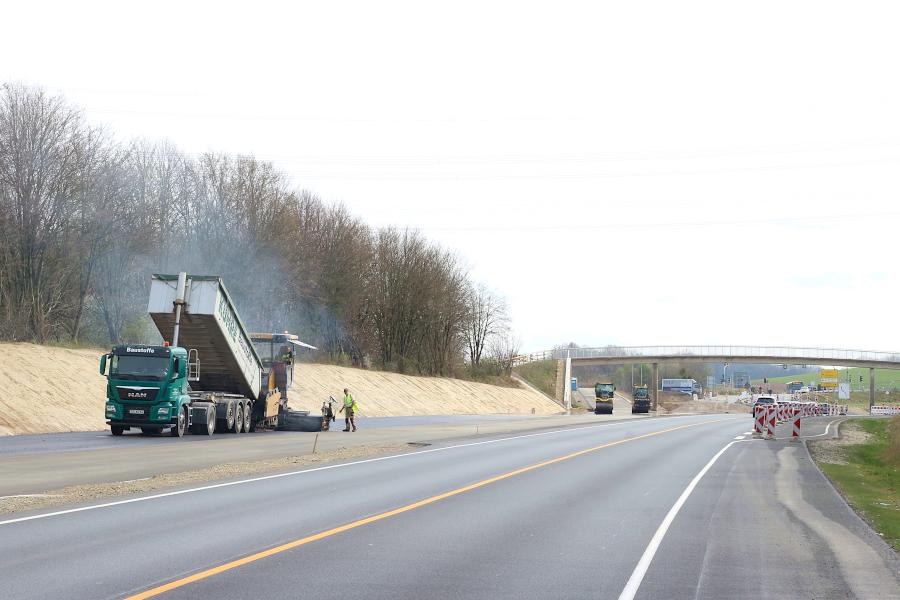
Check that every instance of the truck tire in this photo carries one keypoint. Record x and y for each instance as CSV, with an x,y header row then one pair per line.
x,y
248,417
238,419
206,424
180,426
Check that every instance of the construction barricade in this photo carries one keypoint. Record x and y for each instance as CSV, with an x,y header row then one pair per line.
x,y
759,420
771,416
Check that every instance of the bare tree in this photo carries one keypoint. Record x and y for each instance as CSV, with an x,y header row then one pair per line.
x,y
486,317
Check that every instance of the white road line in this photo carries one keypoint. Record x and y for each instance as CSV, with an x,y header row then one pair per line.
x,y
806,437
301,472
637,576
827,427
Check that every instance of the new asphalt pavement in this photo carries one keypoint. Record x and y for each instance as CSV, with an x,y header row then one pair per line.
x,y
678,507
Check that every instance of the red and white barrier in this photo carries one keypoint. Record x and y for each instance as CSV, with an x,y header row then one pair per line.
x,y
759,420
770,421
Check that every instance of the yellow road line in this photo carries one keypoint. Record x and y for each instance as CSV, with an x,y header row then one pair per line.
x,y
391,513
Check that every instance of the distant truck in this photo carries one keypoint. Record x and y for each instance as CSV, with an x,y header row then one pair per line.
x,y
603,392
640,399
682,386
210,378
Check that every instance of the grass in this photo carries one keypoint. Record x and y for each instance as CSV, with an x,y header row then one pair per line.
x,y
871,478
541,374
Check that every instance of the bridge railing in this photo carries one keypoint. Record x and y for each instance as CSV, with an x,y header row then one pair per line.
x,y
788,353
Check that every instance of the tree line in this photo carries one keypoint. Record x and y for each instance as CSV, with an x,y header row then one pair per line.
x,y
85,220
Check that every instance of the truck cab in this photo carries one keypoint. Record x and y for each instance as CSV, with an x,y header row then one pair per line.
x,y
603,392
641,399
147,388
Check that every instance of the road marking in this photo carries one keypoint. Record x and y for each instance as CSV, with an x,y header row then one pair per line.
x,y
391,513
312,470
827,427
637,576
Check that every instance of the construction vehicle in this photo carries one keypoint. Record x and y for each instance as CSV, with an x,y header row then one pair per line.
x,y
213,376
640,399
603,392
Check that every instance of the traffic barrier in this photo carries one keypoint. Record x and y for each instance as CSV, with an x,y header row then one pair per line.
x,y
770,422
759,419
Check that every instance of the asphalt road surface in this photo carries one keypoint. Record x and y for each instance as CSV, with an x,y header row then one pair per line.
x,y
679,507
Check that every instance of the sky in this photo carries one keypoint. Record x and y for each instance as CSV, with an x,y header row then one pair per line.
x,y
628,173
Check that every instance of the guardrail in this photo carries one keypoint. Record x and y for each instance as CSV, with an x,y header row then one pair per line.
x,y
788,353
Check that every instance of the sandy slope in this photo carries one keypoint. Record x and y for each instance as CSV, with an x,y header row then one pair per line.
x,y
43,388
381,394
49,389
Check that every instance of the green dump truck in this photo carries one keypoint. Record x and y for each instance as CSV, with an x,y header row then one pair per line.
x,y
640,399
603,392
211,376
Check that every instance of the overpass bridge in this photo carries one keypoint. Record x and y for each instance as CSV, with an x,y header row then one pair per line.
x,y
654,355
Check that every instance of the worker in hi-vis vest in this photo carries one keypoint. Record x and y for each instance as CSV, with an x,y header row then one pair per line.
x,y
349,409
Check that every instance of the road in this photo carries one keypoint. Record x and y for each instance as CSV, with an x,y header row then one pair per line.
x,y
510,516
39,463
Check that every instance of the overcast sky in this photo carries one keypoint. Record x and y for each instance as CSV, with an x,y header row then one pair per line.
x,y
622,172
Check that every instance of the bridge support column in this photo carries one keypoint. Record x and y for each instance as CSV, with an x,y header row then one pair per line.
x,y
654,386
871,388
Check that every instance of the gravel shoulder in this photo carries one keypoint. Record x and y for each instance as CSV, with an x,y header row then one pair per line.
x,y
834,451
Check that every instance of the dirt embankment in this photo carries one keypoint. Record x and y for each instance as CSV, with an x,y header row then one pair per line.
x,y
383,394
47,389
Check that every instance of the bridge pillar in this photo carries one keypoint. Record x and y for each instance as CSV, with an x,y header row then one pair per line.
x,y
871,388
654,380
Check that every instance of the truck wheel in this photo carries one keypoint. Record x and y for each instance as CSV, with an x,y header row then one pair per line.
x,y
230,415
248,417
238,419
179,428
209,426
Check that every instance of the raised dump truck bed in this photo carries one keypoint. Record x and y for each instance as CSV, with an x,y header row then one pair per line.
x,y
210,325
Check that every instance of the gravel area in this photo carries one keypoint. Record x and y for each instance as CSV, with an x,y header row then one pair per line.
* * *
Return the records exactly. Don't carry the pictures over.

### EXPECTED OUTPUT
Check that every instance of the truck tire in this photo carries one keypoint. Record x and y for each instance as CSV, with an x,y header row then one pair per line.
x,y
248,417
238,419
206,424
180,426
Check that every instance of the construction barricade in this photo carries one keypoint. Record x and y for each instance as CSV, with an x,y header row then one pair per line.
x,y
759,420
771,416
Check that every instance of the bare tree in this photo carries one keypoint. Record x and y for each instance as CSV, with an x,y header row then one pair per line.
x,y
486,317
Check that every instance of the white road line in this photo carries one keypoint. Record x and y for each instance as CSV, with an x,y header row then one pair per line.
x,y
806,437
301,472
637,576
827,427
Check that every instance of the new asphalt pavement in this photo carries one keypoint. Record x and y for each instance as CSV, with an x,y header row then one pair per line.
x,y
678,507
Check that every instance of the red and white barrier in this photo carries one keypoint. Record x and y for each instance as CSV, with an x,y header row then one pair per line.
x,y
759,420
770,421
Check that every instance of the yellow road line in this photo carries one keypoint. Record x and y for each instance as CSV, with an x,y header row then one pair per line.
x,y
391,513
Check that every instance of the distant truck in this photo carries one keypoint. Record x and y for each instance as CSV, with an x,y header row then one pair per line.
x,y
603,392
640,399
682,386
210,378
Check that every instance of the grass in this photo carries one keypoint. Record x and y for each instance as CSV, with an x,y header row then one pair per line.
x,y
871,478
541,374
Check that every instance of the bridge railing in this photo carries one keypoint. Record x and y for each instance as CSV, with an x,y header row then one pair per line.
x,y
788,353
Check that every instance of the tree line in this photo carries one keypoint. Record x and y for each instance as CSV, with an x,y header row then one pair per line.
x,y
85,220
Check that every instance of the truck cab in this photo carries one keypoint. Record x and y for each instance as CSV, with an x,y header row then one pair per line.
x,y
603,392
641,399
147,388
Check that every instance of the road marking in this photo carries one keypoint. Record x and y for each instance as CSV, with an x,y header row then one pair per line.
x,y
391,513
312,470
827,427
637,576
Check that every instance of the construction vehicle in this photo carries one keypoint. Record x and y for each instance as CSV, with an x,y header row then one pair per line.
x,y
213,376
640,399
603,392
Check that every instance of the traffic barrier in this photo carries one keypoint. Record x and y for each instance as CSV, with an x,y header row then one pair per line.
x,y
770,422
759,419
Check that every instance of the asphalt road surface in this photo carries one keypoint. Record x and y for each instance as CSV, with an x,y header row then one pair per line.
x,y
679,507
Check that every instance of the sky in this photo carries one keypoint. Record x and y for each instance as CSV, with an x,y header row then one pair per line.
x,y
628,173
Check that every instance of the guardrail in this photo carries one keypoint. Record x and y for each instance as CSV, with an x,y header row then one pair per line.
x,y
788,353
Check that every instance of the sandy slope in this photo carries one keypoint. Record x and y for each instance as CSV, with an x,y header row then one pair per line.
x,y
43,388
381,394
49,389
Check that every instance of the green dump truck in this photo carries one keypoint. Record x and y for each instance as CSV, with an x,y header row then one pair per line.
x,y
640,399
603,392
211,376
Check that every instance of the overpass bridge in this photo carries one keypoint. Record x and y for each instance as CSV, with an x,y header row then one pair per line.
x,y
654,355
Check that every instance of the worker in hi-vis vest in this photo carries one keypoint. Record x and y for each instance as CSV, with an x,y header row then one pair per line.
x,y
349,409
Check that every instance of the road in this photo carries one keypoint. Record x and y for each instance as CSV, with an x,y header row then one pair per line.
x,y
510,516
39,463
Check that every instance of the overcast sky in this photo carries one keypoint. Record x and y for each instance as CSV, with an x,y header row then one pair per line.
x,y
622,172
Check that every instance of the bridge support column in this photo carries one keypoint. Record x and y for each instance as CSV, with an x,y header row then one pair per line.
x,y
654,386
871,388
Check that every instance of the gravel shoulder in this photo carries one keypoint. Record x and y for each instance as CSV, with an x,y header row then one pair per line.
x,y
834,451
Check that every instance of the dirt embankment in this photo carries one keypoint. Record x and y for each instance as CSV, with an x,y header row then one pair per line.
x,y
383,394
47,389
Check that every instance of the bridge pillar in this photo carries one keypoint. Record x and y for each instance as CSV, with an x,y header row then one pair per line.
x,y
871,388
654,380
Check that every instance of the truck wheel in this photo carries one keypoint. Record x and y for each instance as CSV, with an x,y header row then one pair per line.
x,y
230,415
248,417
238,419
179,428
209,426
Check that every instance of the raised dump truck bed in this photo carries one keypoint. Record x and y for each instance as CSV, with an x,y header row then one pair per line.
x,y
210,325
Check that every instance of the gravel area in this photo carries one keypoint. Record x and y for each instance as CSV, with an x,y header row then one pair per line.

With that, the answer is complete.